Document segment:
“Where shopping can cost you an arm and a leg.”
Made in 1986 and blending themes from science-fiction and slasher films this is honestly one of my favorite movies. The poster art, the plot and the title are very reminiscent of the young adult book series Fear Street by R. L. Stine.
The Park Place Mall is the cutting edge in security. Patrolled by 3 security robots at night equipped with tasers, lasers and plastic explosives. The entrances are also sealed off by super titanium walls or some such nonsense. Some teenagers who work at a few of the various establishments decide to have an after hours party in the furniture store. Drinking and boning in the showroom beds is the plan. Unfortunately the same night lightning strikes the master computer on the roof causing the robots to malfunction and go on a murderous rampage.
They may be having technical difficulties but the killbots haven’t lost their sense of humor or irony. Uttering, “Thank you. Have a nice day,” every time they kill someone is proof of that.
Linda: “I guess I’m just not used to being chased around a mall in the middle of the night by killer robots.”
Among some of the famous faces in this awesomely bad movie are Kelli Maroney from Night of the Comet and Barbara Crampton. Like her role in Re-Animator Barbara Crampton shows her boobs and has a subsequent breakdown when shit starts to hit the fan. If I was a preteen boy in the ’80s I would’ve had such a huge boner for Babs. Unlike her co-star Suzee Slater, Barbara has nice yabos.
Rick: “Let’s go send those fuckers a Rambo-gram.”
One of the first to die is a janitor played by Dick Miller who has been in almost everything and, I fear, is vastly under appreciated. The worst thing in the entire movie has to be the insufferable gum chewing Mike. A walking stereotype who whose final word is “Dude.” Next to go is his equally terrible girlfriend Leslie (the aforementioned Suzee Slater), a living Barbie doll who doesn’t allow cunnilingus.
Ferdy: “What’s that?”
Rick: “Robot blood.”
The formula for this movie seems to be, “You’ll only survive the night if your significant other does.”

Entries shown:

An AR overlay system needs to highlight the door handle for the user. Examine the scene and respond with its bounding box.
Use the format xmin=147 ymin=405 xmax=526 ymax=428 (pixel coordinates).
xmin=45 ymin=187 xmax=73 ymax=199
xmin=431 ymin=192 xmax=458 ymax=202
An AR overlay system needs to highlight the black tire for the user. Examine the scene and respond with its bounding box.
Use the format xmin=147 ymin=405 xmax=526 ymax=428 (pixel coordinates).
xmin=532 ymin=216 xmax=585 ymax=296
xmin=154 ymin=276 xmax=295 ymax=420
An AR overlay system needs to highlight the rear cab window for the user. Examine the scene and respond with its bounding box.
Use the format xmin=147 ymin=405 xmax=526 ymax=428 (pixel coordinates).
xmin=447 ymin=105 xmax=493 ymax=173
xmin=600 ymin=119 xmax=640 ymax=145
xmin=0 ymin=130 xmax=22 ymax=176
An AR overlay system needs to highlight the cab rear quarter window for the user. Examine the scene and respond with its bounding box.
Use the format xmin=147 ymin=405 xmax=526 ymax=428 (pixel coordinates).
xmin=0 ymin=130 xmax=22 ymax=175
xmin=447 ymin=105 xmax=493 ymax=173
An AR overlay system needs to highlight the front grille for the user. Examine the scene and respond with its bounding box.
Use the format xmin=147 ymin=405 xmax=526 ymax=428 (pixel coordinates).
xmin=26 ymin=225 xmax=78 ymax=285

Work instructions: Can you reproduce the entire movie review above word for word?

Answer:
“Where shopping can cost you an arm and a leg.”
Made in 1986 and blending themes from science-fiction and slasher films this is honestly one of my favorite movies. The poster art, the plot and the title are very reminiscent of the young adult book series Fear Street by R. L. Stine.
The Park Place Mall is the cutting edge in security. Patrolled by 3 security robots at night equipped with tasers, lasers and plastic explosives. The entrances are also sealed off by super titanium walls or some such nonsense. Some teenagers who work at a few of the various establishments decide to have an after hours party in the furniture store. Drinking and boning in the showroom beds is the plan. Unfortunately the same night lightning strikes the master computer on the roof causing the robots to malfunction and go on a murderous rampage.
They may be having technical difficulties but the killbots haven’t lost their sense of humor or irony. Uttering, “Thank you. Have a nice day,” every time they kill someone is proof of that.
Linda: “I guess I’m just not used to being chased around a mall in the middle of the night by killer robots.”
Among some of the famous faces in this awesomely bad movie are Kelli Maroney from Night of the Comet and Barbara Crampton. Like her role in Re-Animator Barbara Crampton shows her boobs and has a subsequent breakdown when shit starts to hit the fan. If I was a preteen boy in the ’80s I would’ve had such a huge boner for Babs. Unlike her co-star Suzee Slater, Barbara has nice yabos.
Rick: “Let’s go send those fuckers a Rambo-gram.”
One of the first to die is a janitor played by Dick Miller who has been in almost everything and, I fear, is vastly under appreciated. The worst thing in the entire movie has to be the insufferable gum chewing Mike. A walking stereotype who whose final word is “Dude.” Next to go is his equally terrible girlfriend Leslie (the aforementioned Suzee Slater), a living Barbie doll who doesn’t allow cunnilingus.
Ferdy: “What’s that?”
Rick: “Robot blood.”
The formula for this movie seems to be, “You’ll only survive the night if your significant other does.”